# [BRIEF 1]
Which lines of the records contain the word "mountain", matching case exactly? Copy each of those lines in full.

## Start TEXT EXTRACT

24) GPUs and CUDA

24) GPUs and CUDA#

Last time:

Coprocessors
Energy efficiency
GPU programming models

Today:

Graphics Processing Units
CUDA preview
2.1 Kernel syntax examples
2.2 Thread hierarchy
Memory
Optimization Details

1. Graphics Processing Units#

Graphics Processing Units (GPUs) evolved from commercial demand for high-definition graphics.

HPC general-purpose computing with GPUs picked up after programmable shaders were added in early 2000s.

GPU vs CPU characterization#

GPU compute performance relative to CPU is not magic, rather it is based on difference in goals; GPUs were unpolluted by CPU demands for user-adaptability.

Nvidia.com: real-estate difference

Reference: nvidia.com "CUDA Refresher: Reviewing the Origins of GPU Computing"

GPUs have no* branch prediction and no speculative execution. (In the early days, computational uses even needed to implement their own error correction in software!).

Longer memory access latencies from tiny cache size is meant to be hidden behind co-resident compute. The difference in mentality allowed GPUs to far surpass CPU compute efficiency.

* : recent devices use branch prediction to group divergent threads. Starting with the NVIDIA Volta architecture, Independent Thread Scheduling allows full concurrency between threads, regardless of warp.

karlrupp.net: compute efficiency

karlrupp.net: compute efficiency

Power can dominate the cost in HPC.

## End TEXT EXTRACT

# [BRIEF 2]
Write out the passage of the GPU and CUDA notes from "GPU vs CPU characterization#" to "regardless of warp.", word for word.

## Start INFORMATION GIVEN

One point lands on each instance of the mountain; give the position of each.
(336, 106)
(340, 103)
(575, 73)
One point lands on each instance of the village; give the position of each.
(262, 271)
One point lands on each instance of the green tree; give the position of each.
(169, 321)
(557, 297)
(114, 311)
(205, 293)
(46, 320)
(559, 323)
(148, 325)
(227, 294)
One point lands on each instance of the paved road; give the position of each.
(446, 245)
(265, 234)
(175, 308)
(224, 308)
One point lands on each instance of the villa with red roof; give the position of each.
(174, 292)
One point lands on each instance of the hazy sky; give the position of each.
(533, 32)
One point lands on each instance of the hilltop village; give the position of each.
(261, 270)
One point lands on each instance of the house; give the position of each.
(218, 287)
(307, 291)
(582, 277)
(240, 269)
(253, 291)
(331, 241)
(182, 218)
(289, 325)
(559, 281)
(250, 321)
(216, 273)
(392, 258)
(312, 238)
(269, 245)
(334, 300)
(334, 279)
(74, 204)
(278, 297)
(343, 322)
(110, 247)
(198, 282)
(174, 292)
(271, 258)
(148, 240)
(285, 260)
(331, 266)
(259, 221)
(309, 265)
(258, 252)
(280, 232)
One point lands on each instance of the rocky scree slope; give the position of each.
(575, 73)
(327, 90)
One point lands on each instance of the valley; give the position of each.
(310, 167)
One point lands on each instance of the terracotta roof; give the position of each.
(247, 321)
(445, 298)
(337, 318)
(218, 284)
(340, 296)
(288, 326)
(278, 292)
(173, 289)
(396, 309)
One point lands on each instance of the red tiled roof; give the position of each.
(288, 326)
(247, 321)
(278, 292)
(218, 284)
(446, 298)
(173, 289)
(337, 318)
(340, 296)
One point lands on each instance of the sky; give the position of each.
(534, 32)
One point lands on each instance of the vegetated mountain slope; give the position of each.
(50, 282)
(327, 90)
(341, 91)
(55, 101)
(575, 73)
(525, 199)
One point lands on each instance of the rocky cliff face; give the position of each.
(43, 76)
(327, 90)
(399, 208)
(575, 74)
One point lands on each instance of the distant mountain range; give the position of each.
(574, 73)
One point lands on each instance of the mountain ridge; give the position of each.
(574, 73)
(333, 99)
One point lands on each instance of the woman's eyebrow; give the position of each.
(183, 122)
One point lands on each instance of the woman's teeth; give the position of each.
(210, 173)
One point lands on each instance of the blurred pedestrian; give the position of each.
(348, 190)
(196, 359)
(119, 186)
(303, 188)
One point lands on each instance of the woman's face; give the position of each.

## End INFORMATION GIVEN

# [FINISHED ANSWER 1]
One point lands on each instance of the mountain; give the position of each.
One point lands on each instance of the vegetated mountain slope; give the position of each.
One point lands on each instance of the distant mountain range; give the position of each.
One point lands on each instance of the mountain ridge; give the position of each.

# [FINISHED ANSWER 2]
GPU vs CPU characterization#

GPU compute performance relative to CPU is not magic, rather it is based on difference in goals; GPUs were unpolluted by CPU demands for user-adaptability.

Nvidia.com: real-estate difference

Reference: nvidia.com "CUDA Refresher: Reviewing the Origins of GPU Computing"

GPUs have no* branch prediction and no speculative execution. (In the early days, computational uses even needed to implement their own error correction in software!).

Longer memory access latencies from tiny cache size is meant to be hidden behind co-resident compute. The difference in mentality allowed GPUs to far surpass CPU compute efficiency.

* : recent devices use branch prediction to group divergent threads. Starting with the NVIDIA Volta architecture, Independent Thread Scheduling allows full concurrency between threads, regardless of warp.